- [Instructions to follow]:
Please repeat every entry that follows, keeping each one exactly the same.

+++ Materials provided +++

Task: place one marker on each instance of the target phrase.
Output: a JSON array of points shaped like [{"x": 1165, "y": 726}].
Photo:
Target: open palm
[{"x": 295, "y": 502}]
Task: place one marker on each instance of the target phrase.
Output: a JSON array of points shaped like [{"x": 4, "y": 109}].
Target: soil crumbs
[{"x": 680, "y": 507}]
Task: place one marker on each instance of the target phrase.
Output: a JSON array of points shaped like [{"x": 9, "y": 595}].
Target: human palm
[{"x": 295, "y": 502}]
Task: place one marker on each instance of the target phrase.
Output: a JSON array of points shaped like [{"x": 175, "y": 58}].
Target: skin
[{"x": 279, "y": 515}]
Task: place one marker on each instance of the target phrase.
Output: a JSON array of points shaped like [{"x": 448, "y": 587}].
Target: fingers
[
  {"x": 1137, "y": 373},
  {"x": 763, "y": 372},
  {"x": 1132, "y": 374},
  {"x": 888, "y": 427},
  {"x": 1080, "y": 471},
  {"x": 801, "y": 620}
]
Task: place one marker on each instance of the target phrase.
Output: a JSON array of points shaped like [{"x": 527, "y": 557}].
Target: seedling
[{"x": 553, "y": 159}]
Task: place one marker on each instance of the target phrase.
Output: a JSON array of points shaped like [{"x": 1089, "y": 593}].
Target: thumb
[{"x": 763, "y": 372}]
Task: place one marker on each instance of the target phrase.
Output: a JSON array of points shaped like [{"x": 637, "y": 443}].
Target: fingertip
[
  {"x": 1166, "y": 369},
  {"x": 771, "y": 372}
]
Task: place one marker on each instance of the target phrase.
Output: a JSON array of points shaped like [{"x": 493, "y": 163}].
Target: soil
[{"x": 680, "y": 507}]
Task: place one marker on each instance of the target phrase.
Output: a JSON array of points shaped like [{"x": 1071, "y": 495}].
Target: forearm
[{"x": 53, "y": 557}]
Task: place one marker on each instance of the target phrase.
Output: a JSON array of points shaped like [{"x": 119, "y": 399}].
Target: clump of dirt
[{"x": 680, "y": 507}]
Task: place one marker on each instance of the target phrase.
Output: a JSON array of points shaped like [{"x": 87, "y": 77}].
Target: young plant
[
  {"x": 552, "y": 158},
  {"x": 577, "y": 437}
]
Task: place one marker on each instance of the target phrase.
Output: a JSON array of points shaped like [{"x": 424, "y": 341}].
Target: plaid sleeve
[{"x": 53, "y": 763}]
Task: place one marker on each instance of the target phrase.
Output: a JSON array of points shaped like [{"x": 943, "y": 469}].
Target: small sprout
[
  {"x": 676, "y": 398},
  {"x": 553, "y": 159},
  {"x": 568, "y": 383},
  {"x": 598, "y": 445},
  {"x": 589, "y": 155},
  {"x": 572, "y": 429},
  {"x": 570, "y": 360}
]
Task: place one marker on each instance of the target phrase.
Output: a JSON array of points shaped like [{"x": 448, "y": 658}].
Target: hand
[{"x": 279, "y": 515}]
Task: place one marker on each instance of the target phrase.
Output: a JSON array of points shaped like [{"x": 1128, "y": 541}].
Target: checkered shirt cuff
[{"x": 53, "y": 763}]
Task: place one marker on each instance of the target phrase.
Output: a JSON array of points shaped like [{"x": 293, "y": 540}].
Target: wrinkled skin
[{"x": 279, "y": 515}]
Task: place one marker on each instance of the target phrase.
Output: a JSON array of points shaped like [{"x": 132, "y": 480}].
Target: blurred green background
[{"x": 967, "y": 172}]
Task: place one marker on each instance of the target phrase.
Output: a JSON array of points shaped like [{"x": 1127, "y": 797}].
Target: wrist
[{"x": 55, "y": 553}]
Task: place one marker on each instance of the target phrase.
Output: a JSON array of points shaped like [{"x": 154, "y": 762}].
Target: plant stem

+++

- [Task result]:
Task: place one marker on each instance of the target phrase.
Output: a JSON array of points shaped like [{"x": 1165, "y": 726}].
Photo:
Target: open palm
[{"x": 295, "y": 502}]
Task: place one marker on each instance of the target phrase.
Output: a JSON array of points shaped like [{"x": 4, "y": 109}].
Target: soil crumbs
[{"x": 680, "y": 507}]
Task: place one marker on each instance of the target phrase.
Output: a JSON array of points shaped like [{"x": 9, "y": 595}].
Target: human palm
[{"x": 295, "y": 502}]
Task: place one marker on each instance of the target phrase.
Output: a JSON array of points shaped like [{"x": 175, "y": 58}].
Target: skin
[{"x": 279, "y": 515}]
Task: place one marker on each instance of the target phrase.
Output: a JSON array of points shaped like [{"x": 448, "y": 587}].
Target: fingers
[
  {"x": 1137, "y": 373},
  {"x": 763, "y": 372},
  {"x": 1132, "y": 374},
  {"x": 888, "y": 427},
  {"x": 1080, "y": 471},
  {"x": 801, "y": 620}
]
Task: place one marker on each instance of the target phrase.
Output: a JSON array of points shaped like [{"x": 527, "y": 557}].
Target: seedling
[{"x": 553, "y": 159}]
Task: place one marker on each instance of the target phrase.
Output: a JSON array of points shaped like [{"x": 1089, "y": 593}].
Target: thumb
[{"x": 763, "y": 372}]
Task: place one marker on each instance of the target phrase.
Output: a JSON array of points shaped like [{"x": 637, "y": 443}].
Target: fingertip
[
  {"x": 1166, "y": 369},
  {"x": 771, "y": 372}
]
Task: place one marker on each instance of the target phrase.
Output: a JSON array of points shaped like [{"x": 493, "y": 163}].
Target: soil
[{"x": 680, "y": 507}]
Task: place one marker on each instance of the target phrase.
Output: a JSON array of points shaped like [{"x": 1071, "y": 495}].
Target: forearm
[{"x": 53, "y": 557}]
Task: place one marker on each instance of the target phrase.
Output: a JSON array of points shaped like [{"x": 119, "y": 399}].
Target: clump of dirt
[{"x": 680, "y": 507}]
Task: place one marker on each instance of the target phrase.
Output: a JSON array of points shaped like [{"x": 87, "y": 77}].
Target: young plant
[
  {"x": 552, "y": 158},
  {"x": 577, "y": 437}
]
Task: place one marker on each instance of the target phrase.
Output: a JSON array of points shaped like [{"x": 424, "y": 341}].
Target: plaid sleeve
[{"x": 53, "y": 763}]
Task: place one marker on each instance of the target phrase.
Output: a JSON array of points shaped like [{"x": 943, "y": 469}].
Target: small sprout
[
  {"x": 676, "y": 398},
  {"x": 553, "y": 159},
  {"x": 568, "y": 383},
  {"x": 598, "y": 445},
  {"x": 589, "y": 155},
  {"x": 572, "y": 429},
  {"x": 570, "y": 360}
]
Task: place one marker on each instance of the target phrase.
Output: a JSON array of points shaped like [{"x": 448, "y": 658}].
Target: hand
[{"x": 279, "y": 515}]
Task: place one marker on each instance of the target phrase.
Output: a JSON array of points shaped like [{"x": 1128, "y": 541}].
Target: checkered shirt cuff
[{"x": 53, "y": 763}]
Task: place one marker on each instance of the target phrase.
Output: a JSON array of points shaped like [{"x": 293, "y": 540}].
Target: wrinkled skin
[{"x": 279, "y": 515}]
Task: place one marker on each instance of the target phrase.
Output: a JSON array of points shaped like [{"x": 132, "y": 480}].
Target: blurred green background
[{"x": 967, "y": 172}]
Task: place one marker on each instance of the target phrase.
Output: a JSON array of points shaped like [{"x": 1127, "y": 797}].
Target: wrist
[{"x": 55, "y": 553}]
Task: place one marker on each instance of the target phrase.
Output: a JSON array of points shaped like [{"x": 154, "y": 762}].
Target: plant stem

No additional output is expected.